Only part of the listing is needed, namely the lines from its start through the line with "positive clicks: (203, 124) (194, 120)", and they should be retyped exactly.
════
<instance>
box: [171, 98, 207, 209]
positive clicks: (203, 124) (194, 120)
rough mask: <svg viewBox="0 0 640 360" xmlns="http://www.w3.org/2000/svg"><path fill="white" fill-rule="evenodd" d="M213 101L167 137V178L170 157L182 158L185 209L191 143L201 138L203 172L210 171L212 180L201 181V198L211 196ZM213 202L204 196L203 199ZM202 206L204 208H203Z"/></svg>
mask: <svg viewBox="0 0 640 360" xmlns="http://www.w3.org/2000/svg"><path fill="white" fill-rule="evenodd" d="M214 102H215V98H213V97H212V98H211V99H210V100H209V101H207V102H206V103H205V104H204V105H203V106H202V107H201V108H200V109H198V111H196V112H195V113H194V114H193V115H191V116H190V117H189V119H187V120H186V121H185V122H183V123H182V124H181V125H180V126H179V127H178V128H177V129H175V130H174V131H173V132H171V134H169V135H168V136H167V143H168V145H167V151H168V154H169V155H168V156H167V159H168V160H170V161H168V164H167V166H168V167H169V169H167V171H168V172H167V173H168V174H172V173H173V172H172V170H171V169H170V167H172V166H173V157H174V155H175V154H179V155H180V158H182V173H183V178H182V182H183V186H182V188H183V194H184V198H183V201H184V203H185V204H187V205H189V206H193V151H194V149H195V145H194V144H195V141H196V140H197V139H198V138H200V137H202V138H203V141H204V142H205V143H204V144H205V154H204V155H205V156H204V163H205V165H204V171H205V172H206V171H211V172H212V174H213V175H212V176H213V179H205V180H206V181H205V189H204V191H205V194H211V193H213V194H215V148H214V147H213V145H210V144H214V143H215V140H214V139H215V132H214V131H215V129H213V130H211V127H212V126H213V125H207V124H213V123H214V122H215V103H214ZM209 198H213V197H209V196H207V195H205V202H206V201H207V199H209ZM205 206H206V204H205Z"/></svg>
════
> [Written answer]:
<instance>
box: [171, 98, 207, 209]
positive clicks: (203, 124) (194, 120)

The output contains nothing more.